What you are asked to do
Go through the entries below. Copy out every line that contains "billboard".

Items from a data source:
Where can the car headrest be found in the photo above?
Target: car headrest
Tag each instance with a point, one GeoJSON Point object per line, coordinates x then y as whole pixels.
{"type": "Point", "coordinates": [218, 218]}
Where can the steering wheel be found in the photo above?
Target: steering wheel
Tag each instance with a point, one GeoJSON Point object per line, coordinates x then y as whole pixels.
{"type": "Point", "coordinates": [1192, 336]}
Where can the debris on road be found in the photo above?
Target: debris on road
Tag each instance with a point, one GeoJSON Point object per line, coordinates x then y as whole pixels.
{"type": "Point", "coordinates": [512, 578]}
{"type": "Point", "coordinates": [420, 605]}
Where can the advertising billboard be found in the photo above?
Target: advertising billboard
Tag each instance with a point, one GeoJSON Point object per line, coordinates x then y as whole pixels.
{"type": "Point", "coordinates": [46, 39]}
* * *
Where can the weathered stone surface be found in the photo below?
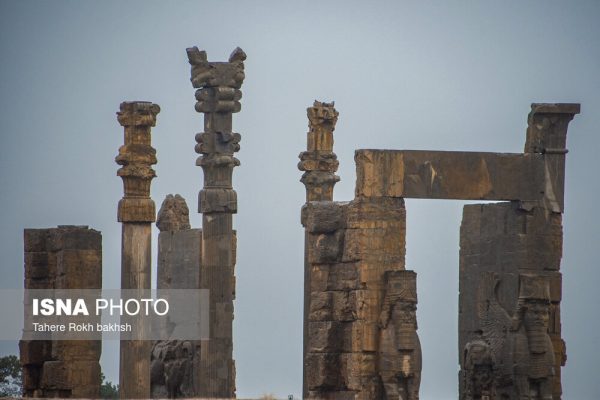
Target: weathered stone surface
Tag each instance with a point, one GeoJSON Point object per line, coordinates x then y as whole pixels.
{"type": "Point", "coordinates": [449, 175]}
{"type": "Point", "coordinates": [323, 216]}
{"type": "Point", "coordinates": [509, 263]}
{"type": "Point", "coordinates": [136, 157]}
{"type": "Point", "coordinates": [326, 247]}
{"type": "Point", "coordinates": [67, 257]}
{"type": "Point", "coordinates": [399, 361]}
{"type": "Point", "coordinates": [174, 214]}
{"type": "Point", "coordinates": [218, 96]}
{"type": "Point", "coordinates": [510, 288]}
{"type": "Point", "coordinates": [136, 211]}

Task output
Where can the advertising billboard be found in the photo above?
Target: advertising billboard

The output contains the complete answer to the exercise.